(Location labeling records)
------------------------
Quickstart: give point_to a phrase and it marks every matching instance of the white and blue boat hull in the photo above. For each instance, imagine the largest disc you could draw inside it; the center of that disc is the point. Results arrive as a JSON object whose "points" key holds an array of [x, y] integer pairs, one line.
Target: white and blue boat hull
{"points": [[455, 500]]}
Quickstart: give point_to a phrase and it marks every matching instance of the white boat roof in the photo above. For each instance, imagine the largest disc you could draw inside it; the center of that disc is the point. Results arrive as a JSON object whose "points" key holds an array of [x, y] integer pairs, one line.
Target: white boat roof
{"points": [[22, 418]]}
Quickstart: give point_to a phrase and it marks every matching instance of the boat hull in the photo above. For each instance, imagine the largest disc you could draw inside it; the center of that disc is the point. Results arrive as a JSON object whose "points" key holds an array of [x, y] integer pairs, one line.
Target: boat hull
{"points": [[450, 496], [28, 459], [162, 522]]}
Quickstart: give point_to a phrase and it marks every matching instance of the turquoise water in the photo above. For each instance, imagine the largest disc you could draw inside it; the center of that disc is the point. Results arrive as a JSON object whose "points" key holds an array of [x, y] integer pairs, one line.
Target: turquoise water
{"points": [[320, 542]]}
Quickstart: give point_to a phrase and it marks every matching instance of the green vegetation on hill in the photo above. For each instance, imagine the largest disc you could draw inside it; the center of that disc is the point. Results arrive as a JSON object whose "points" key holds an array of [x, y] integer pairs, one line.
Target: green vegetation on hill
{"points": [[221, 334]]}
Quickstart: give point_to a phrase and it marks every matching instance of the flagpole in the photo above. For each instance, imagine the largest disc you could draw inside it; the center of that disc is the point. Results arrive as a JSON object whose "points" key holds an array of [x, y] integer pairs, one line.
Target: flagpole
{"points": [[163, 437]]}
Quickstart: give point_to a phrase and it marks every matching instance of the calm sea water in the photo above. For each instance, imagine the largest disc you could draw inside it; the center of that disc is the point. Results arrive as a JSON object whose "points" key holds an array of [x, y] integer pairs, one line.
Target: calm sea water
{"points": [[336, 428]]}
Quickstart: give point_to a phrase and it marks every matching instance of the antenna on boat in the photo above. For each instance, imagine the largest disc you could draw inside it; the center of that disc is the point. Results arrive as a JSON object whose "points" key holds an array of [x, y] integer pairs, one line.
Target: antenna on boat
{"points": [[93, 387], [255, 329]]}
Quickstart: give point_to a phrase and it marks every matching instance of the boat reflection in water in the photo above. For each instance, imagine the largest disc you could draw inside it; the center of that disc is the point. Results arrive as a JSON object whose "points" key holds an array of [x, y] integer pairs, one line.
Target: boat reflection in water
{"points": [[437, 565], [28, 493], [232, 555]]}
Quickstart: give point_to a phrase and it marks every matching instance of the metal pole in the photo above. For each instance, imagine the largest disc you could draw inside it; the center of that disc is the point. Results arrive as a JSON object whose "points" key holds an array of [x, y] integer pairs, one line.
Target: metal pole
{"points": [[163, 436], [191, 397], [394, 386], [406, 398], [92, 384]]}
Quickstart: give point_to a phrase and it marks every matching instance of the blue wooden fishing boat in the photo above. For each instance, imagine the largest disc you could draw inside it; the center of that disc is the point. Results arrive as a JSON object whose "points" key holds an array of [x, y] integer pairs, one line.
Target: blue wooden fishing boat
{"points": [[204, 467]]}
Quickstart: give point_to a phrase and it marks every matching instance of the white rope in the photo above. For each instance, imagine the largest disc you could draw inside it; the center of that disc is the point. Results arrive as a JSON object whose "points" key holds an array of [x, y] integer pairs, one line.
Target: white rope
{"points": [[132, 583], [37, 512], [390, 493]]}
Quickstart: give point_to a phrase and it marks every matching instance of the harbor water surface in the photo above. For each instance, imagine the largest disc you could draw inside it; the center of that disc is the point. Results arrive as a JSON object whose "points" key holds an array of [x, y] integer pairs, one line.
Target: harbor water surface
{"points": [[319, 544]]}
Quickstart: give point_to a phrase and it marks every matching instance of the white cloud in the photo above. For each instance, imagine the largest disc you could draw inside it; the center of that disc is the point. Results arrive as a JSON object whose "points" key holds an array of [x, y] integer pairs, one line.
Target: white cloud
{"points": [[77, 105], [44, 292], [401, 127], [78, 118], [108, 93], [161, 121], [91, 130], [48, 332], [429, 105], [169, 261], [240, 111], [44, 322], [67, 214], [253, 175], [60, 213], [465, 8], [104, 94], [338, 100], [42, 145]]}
------------------------
- _Short exercise_
Edit the material by replacing every "Quickstart" with "Summary" and leaving everything else unchanged.

- _Finished exercise_
Summary: give point_to a phrase and it marks every matching instance of the white and blue boat hull in the photo above. For each instance, imagine the largest disc you could draw inside it; the center of that disc is the point. Results arrive as a JSON object whose "points" key holds an array of [x, y] integer pairs, one line.
Target: white and blue boat hull
{"points": [[455, 500]]}
Summary: give point_to a phrase and it marks every matching instance of the white boat roof in the photo above. For each instance, imagine the largest disc you could draw inside it; the center of that disc is the point. Results arrive as a JSON object whose "points" key holds an array of [x, y] integer pairs, one line.
Target: white boat roof
{"points": [[22, 418]]}
Summary: give point_to a phrase and it marks every matching instance of the boat hull in the photo above. For each instance, imagine the largest disc you could draw inside it; the center of that disc is the point. Results arrive as a JSON object whose "points" key holds an array of [x, y] integer pairs, one line.
Target: boat hull
{"points": [[450, 496], [28, 459], [162, 522]]}
Summary: give point_to a phrase and it marks every matching instance of the turquoise water in the photo above. For each instance, imagine the largest disc you could draw inside it; the center of that disc is the point. Results arrive as a JSON object whose "points" key holds an array of [x, y] integer pairs, one line.
Target: turquoise water
{"points": [[320, 542]]}
Summary: give point_to a phrase and it marks every matching instance of the green vegetation on hill in the photo above. For each instance, imagine the largest disc you could draw inside it; the center of that disc is the point. Results arrive as a JSON object whose "points" key holds an array of [x, y] integer pairs, one line.
Target: green vegetation on hill
{"points": [[221, 334]]}
Summary: give point_to a phrase and it marks every matching instance of the flagpole in the photo above. For each instance, imagine the largest disc you could draw inside it; the center of that disc is the point. Results arrive as a JSON object whose "points" key holds an array of [x, y] integer pairs, one line.
Target: flagpole
{"points": [[163, 437]]}
Summary: give point_to a phrase and it marks every matching instance of the calm sea water in the photo above. For each instance, imagine the largest disc you could draw inside it; the center of that disc is the point. Results arrive as a JSON object whose "points" key holds an array of [x, y] integer pairs, one line.
Target: calm sea water
{"points": [[336, 428]]}
Summary: give point_to a phrase and it marks every matching instance of the antenna on boat in the photo above. For each instance, imagine the largest disc you could draw inside it; the center of that disc is the point. Results arrive as a JSON object whose "points" key holds an array of [x, y] integer pairs, one line.
Target: antenna on boat
{"points": [[93, 387], [255, 329]]}
Summary: give point_to a phrase and it marks every matching instance of the boat reflection in water in the photo above. For each instance, imagine the largest disc you could draw inside it; the center of that disc is the point. Results arrive as a JSON object whose "points" key holds an array of [x, y] integer pairs, one line.
Target: boat reflection in water
{"points": [[437, 565], [28, 493], [232, 555]]}
Summary: give point_to a phrase and it marks every matching instance of the metal pole in the photo above. For each instance, imagine the largest disc you could draw inside it; the center of that disc is the point. Results arrive as a JSON object whose "points" key holds an array of [x, y] integer pairs, one line.
Target: metal pole
{"points": [[163, 436], [191, 397], [394, 386], [406, 398], [92, 384]]}
Summary: give point_to a phrase and it marks every matching instance of the blue wooden fishing boat in the photo above. For each instance, imagine the largest disc you could draw inside it; the center of that disc is the point. Results arrive as a JSON object whose "points" key holds an array of [x, y] integer pairs, one line.
Target: blue wooden fishing boat
{"points": [[204, 467]]}
Summary: give point_to a phrase and it marks every matching instance of the white rope in the photo above. For each instance, imagine the largest disc you could draw inside it; the center of that disc is the point. Results arrive as a JSON object whose "points" key holds an array of [x, y] integer pairs, one line.
Target: white rope
{"points": [[132, 583], [37, 512], [390, 493]]}
Summary: give point_to a phrase and it marks every matching instance of the harbor water surface in the photo above. For each instance, imagine the largest disc you could draw inside it; the center of that disc is the point. Results arrive as a JSON object whose "points" key holds an array of [x, y] integer pairs, one line.
Target: harbor water surface
{"points": [[319, 544]]}
Summary: give point_to a phrase and it marks every matching instance of the white cloud in the photo above. For each instance, imagine the largest disc you could draw inside it; the center of that disc is the point. Results arrive as a JSON object whose "points" key holds an array of [x, y] integer pairs, one line.
Target: white cloud
{"points": [[77, 105], [44, 292], [401, 127], [78, 118], [108, 93], [161, 121], [91, 130], [48, 332], [429, 105], [169, 261], [240, 111], [44, 322], [67, 214], [253, 175], [60, 213], [465, 8], [104, 94], [338, 100], [42, 145]]}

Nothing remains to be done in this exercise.